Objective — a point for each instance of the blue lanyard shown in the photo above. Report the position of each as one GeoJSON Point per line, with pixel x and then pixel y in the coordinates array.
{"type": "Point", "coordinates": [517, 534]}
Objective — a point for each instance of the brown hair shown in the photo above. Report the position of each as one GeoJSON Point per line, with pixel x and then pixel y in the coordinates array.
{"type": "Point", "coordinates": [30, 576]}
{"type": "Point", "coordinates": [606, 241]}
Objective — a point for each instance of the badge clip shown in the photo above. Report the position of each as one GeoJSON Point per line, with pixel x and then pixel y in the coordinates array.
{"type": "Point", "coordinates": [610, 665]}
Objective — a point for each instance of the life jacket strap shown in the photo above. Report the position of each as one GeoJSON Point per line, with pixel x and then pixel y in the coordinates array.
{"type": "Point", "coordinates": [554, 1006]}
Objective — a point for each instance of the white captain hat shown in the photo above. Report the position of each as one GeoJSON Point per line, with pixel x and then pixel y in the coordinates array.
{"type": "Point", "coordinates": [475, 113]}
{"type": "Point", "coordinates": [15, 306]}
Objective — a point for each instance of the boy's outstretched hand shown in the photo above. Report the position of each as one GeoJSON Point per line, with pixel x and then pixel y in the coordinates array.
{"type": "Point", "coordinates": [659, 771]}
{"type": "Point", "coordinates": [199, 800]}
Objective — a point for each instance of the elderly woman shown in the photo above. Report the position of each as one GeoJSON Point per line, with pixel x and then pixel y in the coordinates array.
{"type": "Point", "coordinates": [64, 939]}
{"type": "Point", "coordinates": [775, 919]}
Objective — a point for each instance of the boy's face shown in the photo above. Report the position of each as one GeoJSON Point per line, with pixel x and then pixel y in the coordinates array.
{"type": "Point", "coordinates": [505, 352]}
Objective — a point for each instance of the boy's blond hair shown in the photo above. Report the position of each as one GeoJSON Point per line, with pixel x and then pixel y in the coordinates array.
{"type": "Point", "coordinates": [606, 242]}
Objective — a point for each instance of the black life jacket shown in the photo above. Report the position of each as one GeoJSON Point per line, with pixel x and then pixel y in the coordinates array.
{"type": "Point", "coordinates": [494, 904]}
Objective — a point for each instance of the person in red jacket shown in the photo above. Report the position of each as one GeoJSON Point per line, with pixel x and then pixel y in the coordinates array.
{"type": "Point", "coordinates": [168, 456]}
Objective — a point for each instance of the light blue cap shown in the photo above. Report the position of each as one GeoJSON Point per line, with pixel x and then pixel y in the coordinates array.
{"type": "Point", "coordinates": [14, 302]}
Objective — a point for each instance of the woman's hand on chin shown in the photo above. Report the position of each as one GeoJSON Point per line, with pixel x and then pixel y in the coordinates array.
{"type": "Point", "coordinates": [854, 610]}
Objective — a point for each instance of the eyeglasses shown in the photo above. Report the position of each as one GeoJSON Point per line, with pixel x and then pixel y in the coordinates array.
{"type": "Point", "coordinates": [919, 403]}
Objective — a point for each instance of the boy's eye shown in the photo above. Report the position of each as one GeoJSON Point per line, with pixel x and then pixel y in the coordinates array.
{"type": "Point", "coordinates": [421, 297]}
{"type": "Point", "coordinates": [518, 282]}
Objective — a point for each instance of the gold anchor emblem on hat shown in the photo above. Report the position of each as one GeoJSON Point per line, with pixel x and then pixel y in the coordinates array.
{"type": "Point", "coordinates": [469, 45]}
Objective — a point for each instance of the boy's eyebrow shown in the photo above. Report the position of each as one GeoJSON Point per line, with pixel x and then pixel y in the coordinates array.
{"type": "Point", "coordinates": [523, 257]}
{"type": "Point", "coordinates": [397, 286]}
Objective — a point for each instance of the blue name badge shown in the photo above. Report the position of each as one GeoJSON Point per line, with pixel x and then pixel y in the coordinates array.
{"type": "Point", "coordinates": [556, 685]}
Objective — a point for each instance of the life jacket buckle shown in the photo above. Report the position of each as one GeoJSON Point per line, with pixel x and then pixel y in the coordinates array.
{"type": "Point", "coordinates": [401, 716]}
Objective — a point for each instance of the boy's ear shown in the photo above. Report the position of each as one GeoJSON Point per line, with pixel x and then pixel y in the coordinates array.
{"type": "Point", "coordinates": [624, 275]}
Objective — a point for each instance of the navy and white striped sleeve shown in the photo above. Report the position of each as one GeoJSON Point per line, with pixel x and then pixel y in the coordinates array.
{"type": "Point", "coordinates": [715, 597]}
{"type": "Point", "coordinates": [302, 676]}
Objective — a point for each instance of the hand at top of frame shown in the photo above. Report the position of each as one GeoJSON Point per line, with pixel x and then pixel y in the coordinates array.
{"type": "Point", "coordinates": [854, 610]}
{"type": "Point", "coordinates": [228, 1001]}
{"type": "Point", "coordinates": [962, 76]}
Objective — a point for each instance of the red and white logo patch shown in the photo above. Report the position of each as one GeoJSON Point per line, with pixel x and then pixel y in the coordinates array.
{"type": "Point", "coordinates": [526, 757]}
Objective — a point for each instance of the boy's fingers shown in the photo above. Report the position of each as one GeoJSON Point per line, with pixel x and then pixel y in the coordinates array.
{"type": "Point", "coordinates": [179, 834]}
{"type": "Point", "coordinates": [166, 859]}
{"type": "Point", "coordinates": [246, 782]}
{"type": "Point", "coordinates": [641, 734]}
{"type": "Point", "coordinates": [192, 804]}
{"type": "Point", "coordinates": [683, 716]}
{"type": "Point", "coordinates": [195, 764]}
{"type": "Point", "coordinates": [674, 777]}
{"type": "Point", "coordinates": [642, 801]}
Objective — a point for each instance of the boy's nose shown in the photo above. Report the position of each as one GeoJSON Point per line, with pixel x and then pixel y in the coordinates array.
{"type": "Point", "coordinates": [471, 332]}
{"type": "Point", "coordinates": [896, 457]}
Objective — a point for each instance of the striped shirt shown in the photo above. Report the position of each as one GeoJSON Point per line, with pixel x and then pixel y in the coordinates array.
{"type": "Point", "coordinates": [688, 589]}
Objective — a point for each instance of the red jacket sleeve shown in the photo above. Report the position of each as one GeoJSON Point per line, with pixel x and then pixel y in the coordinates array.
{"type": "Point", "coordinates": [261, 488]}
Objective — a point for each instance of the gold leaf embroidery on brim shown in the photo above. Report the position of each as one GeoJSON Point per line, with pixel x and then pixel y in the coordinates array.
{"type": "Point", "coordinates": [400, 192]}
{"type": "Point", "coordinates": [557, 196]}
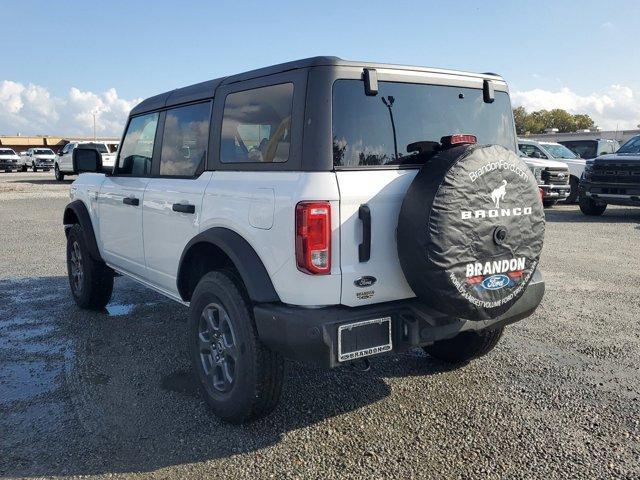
* * * * * * *
=== Your goal ===
Pick out every line of the material above that contains the string "sleeve", treating uppercase and lowercase as different.

=== Result for this task ===
Objective — a point for each instance of the navy and white striped sleeve shown in the photo above. Report the position of each as one GeoJSON Point per line, with pixel x and then pixel y in the coordinates array.
Objective — a point for each instance of the red jacket sleeve shown in the photo above. Report the position of each as one GeoJSON Point per line, with pixel x and then pixel y in the coordinates array.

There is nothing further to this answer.